▸ Information provided:

■ ■ ■

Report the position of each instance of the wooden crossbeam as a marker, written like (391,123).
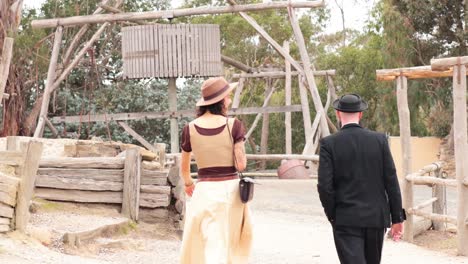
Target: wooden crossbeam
(447,63)
(419,72)
(164,14)
(280,74)
(168,114)
(139,138)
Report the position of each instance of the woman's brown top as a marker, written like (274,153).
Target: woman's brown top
(213,148)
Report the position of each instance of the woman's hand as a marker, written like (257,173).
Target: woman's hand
(189,188)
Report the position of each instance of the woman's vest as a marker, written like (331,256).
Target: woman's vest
(213,150)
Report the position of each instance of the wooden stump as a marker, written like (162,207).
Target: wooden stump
(131,191)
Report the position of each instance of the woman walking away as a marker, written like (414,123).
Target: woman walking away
(217,224)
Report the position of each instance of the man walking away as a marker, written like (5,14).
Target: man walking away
(358,186)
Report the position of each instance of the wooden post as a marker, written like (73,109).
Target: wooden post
(131,187)
(438,206)
(51,75)
(7,53)
(173,107)
(78,57)
(12,143)
(405,136)
(287,91)
(305,110)
(308,72)
(265,128)
(51,127)
(27,172)
(237,94)
(461,153)
(136,136)
(257,118)
(161,151)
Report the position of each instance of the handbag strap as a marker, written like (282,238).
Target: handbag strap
(233,151)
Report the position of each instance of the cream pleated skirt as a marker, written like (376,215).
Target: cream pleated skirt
(218,228)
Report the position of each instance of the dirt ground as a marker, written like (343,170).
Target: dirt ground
(289,228)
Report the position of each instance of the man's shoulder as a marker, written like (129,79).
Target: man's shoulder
(366,132)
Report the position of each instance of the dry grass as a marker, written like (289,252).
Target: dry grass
(442,241)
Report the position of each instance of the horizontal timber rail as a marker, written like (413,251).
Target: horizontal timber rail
(419,72)
(170,114)
(445,64)
(425,204)
(267,156)
(280,74)
(165,14)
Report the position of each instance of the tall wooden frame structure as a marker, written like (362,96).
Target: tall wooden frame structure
(303,68)
(454,67)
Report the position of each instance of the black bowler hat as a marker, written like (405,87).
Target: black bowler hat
(350,103)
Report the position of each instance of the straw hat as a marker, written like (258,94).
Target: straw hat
(214,90)
(350,103)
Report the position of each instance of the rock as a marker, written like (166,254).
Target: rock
(153,215)
(42,235)
(173,176)
(180,207)
(178,192)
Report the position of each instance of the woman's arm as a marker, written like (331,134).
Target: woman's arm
(239,152)
(185,171)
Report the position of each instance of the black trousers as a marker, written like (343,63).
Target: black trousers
(356,245)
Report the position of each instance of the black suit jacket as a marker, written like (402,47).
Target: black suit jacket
(357,180)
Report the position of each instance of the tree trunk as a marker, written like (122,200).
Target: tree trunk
(14,107)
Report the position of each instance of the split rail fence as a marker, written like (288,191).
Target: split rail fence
(114,180)
(431,176)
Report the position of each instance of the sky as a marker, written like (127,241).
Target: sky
(356,12)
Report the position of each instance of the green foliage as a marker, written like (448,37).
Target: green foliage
(399,34)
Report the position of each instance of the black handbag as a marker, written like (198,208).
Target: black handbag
(246,184)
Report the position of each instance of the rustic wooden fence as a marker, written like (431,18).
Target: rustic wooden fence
(114,180)
(16,190)
(431,176)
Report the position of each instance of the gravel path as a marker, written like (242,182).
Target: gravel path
(289,228)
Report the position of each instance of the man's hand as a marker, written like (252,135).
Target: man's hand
(189,189)
(396,231)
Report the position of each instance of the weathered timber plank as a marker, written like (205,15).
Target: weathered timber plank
(8,198)
(79,196)
(155,189)
(4,228)
(85,174)
(162,14)
(6,210)
(151,165)
(154,173)
(172,114)
(9,180)
(152,200)
(14,158)
(77,184)
(89,163)
(131,184)
(154,181)
(28,172)
(75,239)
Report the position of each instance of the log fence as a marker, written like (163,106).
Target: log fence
(115,180)
(438,203)
(444,67)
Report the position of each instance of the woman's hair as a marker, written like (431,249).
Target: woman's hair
(216,109)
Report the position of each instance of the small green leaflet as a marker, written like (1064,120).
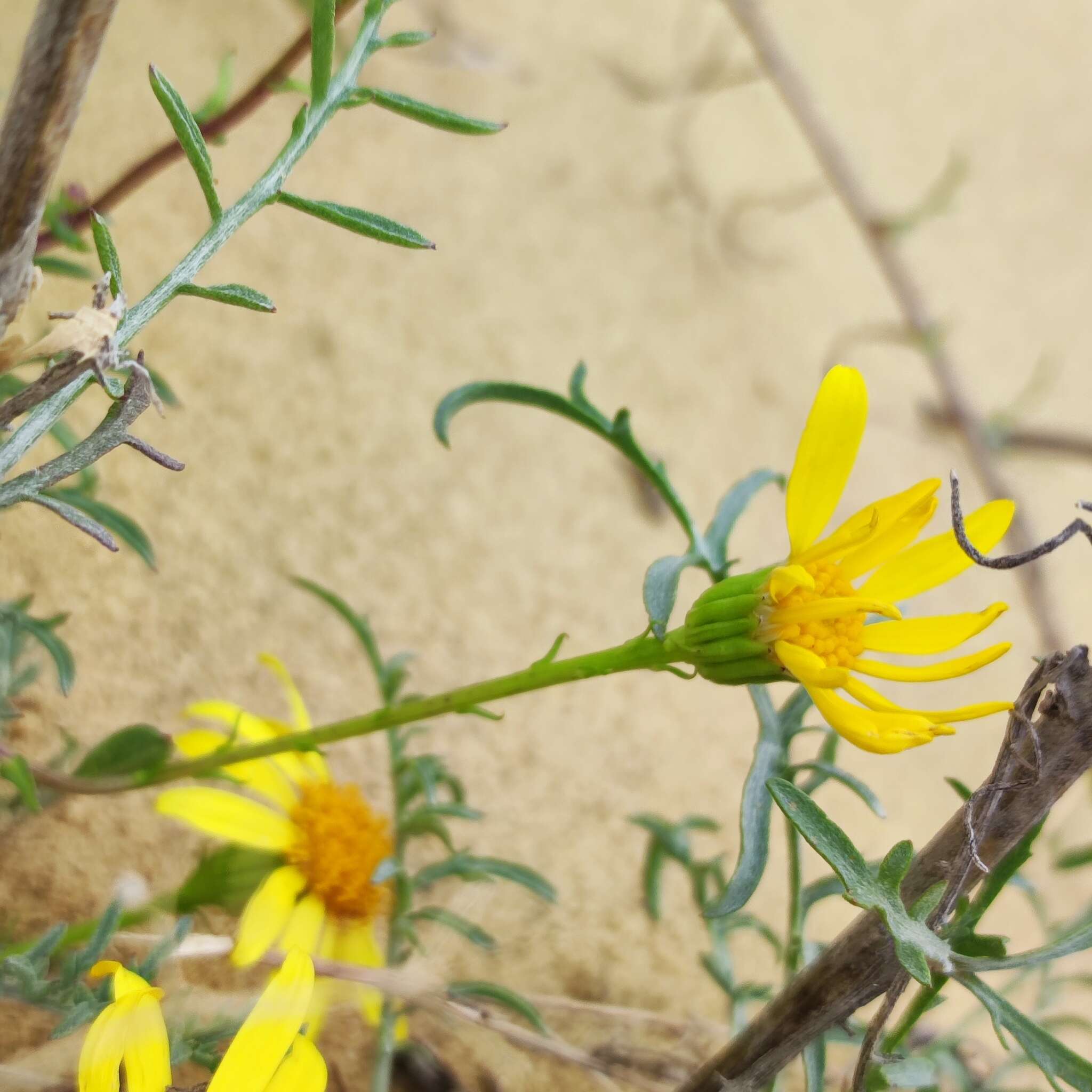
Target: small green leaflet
(916,944)
(236,295)
(356,220)
(436,117)
(189,135)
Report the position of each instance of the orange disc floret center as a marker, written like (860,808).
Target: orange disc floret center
(837,640)
(341,844)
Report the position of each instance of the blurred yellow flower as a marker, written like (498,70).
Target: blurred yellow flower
(810,613)
(130,1030)
(267,1055)
(322,900)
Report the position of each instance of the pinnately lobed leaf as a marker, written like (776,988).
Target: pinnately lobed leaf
(236,295)
(189,135)
(356,220)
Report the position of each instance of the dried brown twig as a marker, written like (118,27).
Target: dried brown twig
(861,963)
(58,57)
(880,237)
(133,177)
(1014,438)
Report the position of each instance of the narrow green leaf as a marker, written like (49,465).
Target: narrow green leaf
(962,790)
(323,47)
(755,807)
(357,623)
(1054,1058)
(469,868)
(133,749)
(42,630)
(228,877)
(731,508)
(458,924)
(236,295)
(652,877)
(661,589)
(61,267)
(851,782)
(916,945)
(107,252)
(405,39)
(124,527)
(1075,858)
(216,101)
(1075,941)
(436,117)
(18,771)
(358,221)
(499,995)
(516,394)
(189,135)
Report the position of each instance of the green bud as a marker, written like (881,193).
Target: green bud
(719,633)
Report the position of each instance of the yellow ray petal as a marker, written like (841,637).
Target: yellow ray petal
(807,668)
(873,699)
(259,775)
(305,925)
(102,1053)
(229,816)
(785,579)
(147,1048)
(818,609)
(301,718)
(889,542)
(932,673)
(267,914)
(844,540)
(928,636)
(940,559)
(357,945)
(879,733)
(825,456)
(270,1029)
(304,1071)
(300,714)
(880,515)
(254,729)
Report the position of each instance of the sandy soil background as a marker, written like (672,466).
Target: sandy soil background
(601,226)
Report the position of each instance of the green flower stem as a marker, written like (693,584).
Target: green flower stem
(267,188)
(643,652)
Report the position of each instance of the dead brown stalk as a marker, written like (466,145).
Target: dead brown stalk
(58,57)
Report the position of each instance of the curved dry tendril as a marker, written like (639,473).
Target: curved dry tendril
(1015,560)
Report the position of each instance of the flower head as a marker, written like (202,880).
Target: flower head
(322,899)
(809,616)
(267,1055)
(130,1030)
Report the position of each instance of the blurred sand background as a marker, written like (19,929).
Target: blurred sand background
(599,226)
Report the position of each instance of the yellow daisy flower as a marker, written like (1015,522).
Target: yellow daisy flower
(807,616)
(267,1055)
(322,900)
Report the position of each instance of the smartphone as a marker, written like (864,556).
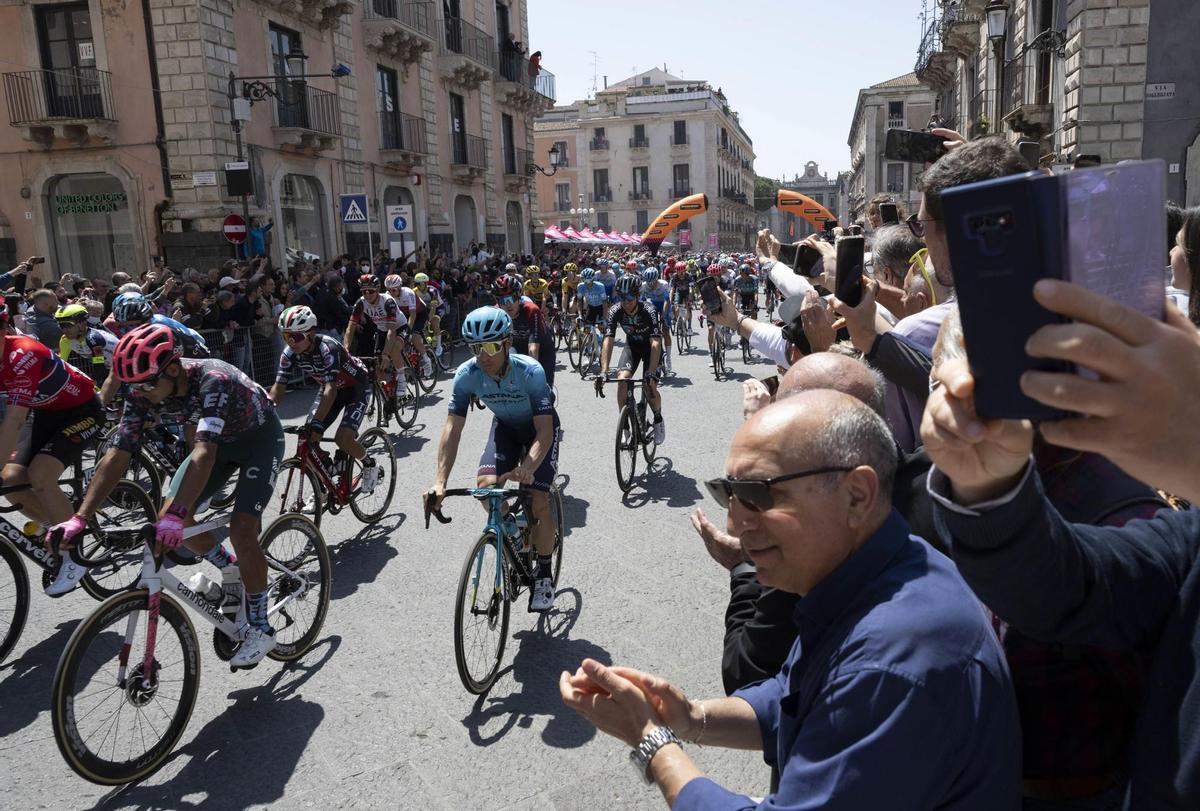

■ ■ ■

▸ Exercise instructions: Copy all of the material above word for word, leaving out the pictures.

▸ Task result:
Report the position of each instance of the wooden crossbeam as a marker, written like (391,123).
Target: wooden crossbeam
(447,63)
(419,72)
(164,14)
(280,74)
(168,114)
(139,138)
Report the position of each instance of the woman's brown top as a marker, written like (274,153).
Target: woman's brown top
(213,148)
Report the position of each instance of the woman's hand as a marker, written like (257,173).
Target: woman's hand
(189,188)
Report the position of each instance of the woman's vest as a marker, written like (331,256).
Target: woman's vest
(213,150)
Report the position of each instance of the wooden stump as a marker, written like (162,207).
Target: wooden stump
(131,191)
Report the position of each instance of the woman walking away as a marker, written like (414,123).
Target: woman walking away
(217,224)
Report the position of each instance of the man walking away as a marker, written like (5,14).
Target: man walking away
(358,186)
Report the position of each instance of the wooden post as a marker, written like (73,109).
Target: wooden post
(131,187)
(438,206)
(51,75)
(7,53)
(173,107)
(78,57)
(12,143)
(405,136)
(287,91)
(305,110)
(308,72)
(265,128)
(51,127)
(27,172)
(237,94)
(461,153)
(136,136)
(257,118)
(161,151)
Report the position of each instance of the handbag strap as a marker, written like (282,238).
Target: handbag strap
(233,151)
Report the position of each instance of the cream pleated skirt as a marker, written like (376,215).
Target: cream pleated skirt
(218,228)
Report the position of each instance of the dirt ground as a marker, written like (343,170).
Target: dirt ground
(289,228)
Report the position of each instance of the man's shoulder as a marker, written like (129,79).
Target: man's shoulder
(366,132)
Report the position of each instance of the dry grass as a marker, written like (289,252).
Target: dry grass
(442,241)
Report the position of each instance of the horizontal timber rail as a marker, written like (413,251).
Target: horizontal timber rail
(419,72)
(170,114)
(445,64)
(425,204)
(267,156)
(280,74)
(165,14)
Report the position of each instance of the tall wooden frame structure as a marker, written like (362,96).
Target: tall wooden frame structure
(303,68)
(454,67)
Report the position of each instance of the black bowler hat as a marker, written like (405,87).
Target: black bowler hat
(350,103)
Report the position of each instance of the straw hat as a marker, written like (258,94).
Target: straw hat
(214,90)
(350,103)
Report the position of each instance of the rock as a marker, written like (166,254).
Target: rock
(153,215)
(42,235)
(173,176)
(180,207)
(178,192)
Report the position of each instance of the woman's arm as a marker, written like (331,134).
Target: woman's arm
(239,152)
(185,171)
Report the position of each instance of the black trousers as a marker, written like (343,63).
Target: black trousers
(356,245)
Report the position of each instance of the black suit jacket as a marker, written like (402,47).
Target: black suit jacket
(357,180)
Report the position of each instance of the tree trunk as a marker, written like (122,200).
Target: tree trunk
(14,107)
Report the position of each instance of the split rail fence as a marker, written like (288,191).
Target: split rail fence
(114,180)
(431,176)
Report the position of each instance of the sky as a marker, written like (127,241).
Target: sky
(356,12)
Report the position of each instance of the green foliage as a marker, written like (448,37).
Target: green foliage
(399,34)
Report the position of each instance of the black handbag as a marker, written like (198,208).
Target: black handbag
(246,184)
Report the position of each instance of the rustic wooden fence as a marker, written like (431,18).
Target: rustic wooden fence
(114,180)
(16,190)
(431,176)
Report the position of each instance of the gravel path as a marker, written like (242,182).
Target: gravel path
(289,228)
Report the position of each instance of the man's hand as a marker, written like (252,135).
Target: man's hand
(189,189)
(396,231)
Report the position of each instance of the weathered timber plank as a marker, written like (205,15).
Target: weathered timber plank
(8,198)
(79,196)
(155,189)
(4,228)
(85,174)
(162,14)
(6,210)
(151,165)
(154,173)
(172,114)
(9,180)
(152,200)
(14,158)
(77,184)
(89,163)
(131,184)
(154,181)
(28,172)
(75,239)
Report the position of each instance of the log fence as a marker, written like (163,106).
Target: log fence
(115,180)
(438,203)
(444,67)
Report the position of each instance of the woman's hair as a marker, written like (431,249).
Target: woman's hair
(216,109)
Report the position of each instance of the small green leaflet as a marker, written like (1064,120).
Target: small green leaflet
(916,944)
(236,295)
(356,220)
(436,117)
(189,135)
Report the position of each instance of the orange disc floret center as a marker, written like (860,808).
Target: orange disc floret center
(837,640)
(341,844)
Report the position of each instance of the blurred yellow flower as a marker, written like (498,70).
Target: blurred yellow flower
(810,613)
(130,1030)
(267,1055)
(322,900)
Report the position of each instance of the pinnately lobed leaf as a marker, written like (776,988).
Target: pinnately lobed leaf
(236,295)
(189,135)
(356,220)
Report the position of each instance of the dried brown twig as a marker, written like (118,27).
Target: dried brown twig
(861,963)
(58,57)
(880,237)
(133,177)
(1014,438)
Report the position of each instance of the narrow green leaf as a marker, written like (49,465).
Target: narrow green leaf
(962,790)
(323,47)
(755,807)
(357,623)
(1054,1058)
(469,868)
(133,749)
(42,630)
(228,877)
(731,508)
(458,924)
(236,295)
(652,877)
(661,589)
(61,267)
(851,782)
(916,945)
(107,252)
(405,39)
(124,527)
(1075,858)
(216,101)
(1075,941)
(436,117)
(18,771)
(358,221)
(499,995)
(516,394)
(189,135)
Report the position of each instance of the green bud as a marker, written like (881,193).
Target: green bud
(719,633)
Report the position of each instance of the yellow ray petal as a marker, written like (841,637).
Target: yellow ray petal
(807,668)
(873,699)
(259,775)
(305,925)
(102,1053)
(229,816)
(785,579)
(147,1048)
(818,609)
(301,718)
(889,542)
(932,673)
(267,914)
(844,540)
(928,636)
(940,559)
(357,945)
(879,733)
(825,456)
(270,1029)
(304,1071)
(300,714)
(880,515)
(254,729)
Report the position of each instance of the sandy soil background as a marker, written like (672,466).
Target: sandy soil background
(601,226)
Report the position of each instance of the green flower stem as a marker, written like (693,584).
Target: green flower stem
(267,188)
(643,652)
Report the position of each instance of the dead brown stalk as a marker, written like (466,145).
Target: dead brown stalk
(58,57)
Report the position of each instance of the curved dry tendril as a marker, written like (639,473).
Target: curved dry tendril
(1015,560)
Report the position of each instance of the flower head as a marker, written like (202,880).
Target: flower head
(322,899)
(809,616)
(267,1055)
(130,1030)
Report the position of each instance of the blurred sand background as a marker, written like (19,929).
Target: blurred sand background
(599,226)
Report the position of each instance of the yellow daisy flower as a marker, written like (1015,522).
Target: yellow daisy flower
(807,616)
(267,1055)
(322,900)
Report the position of each instance of the smartphone as a marker, written like (864,556).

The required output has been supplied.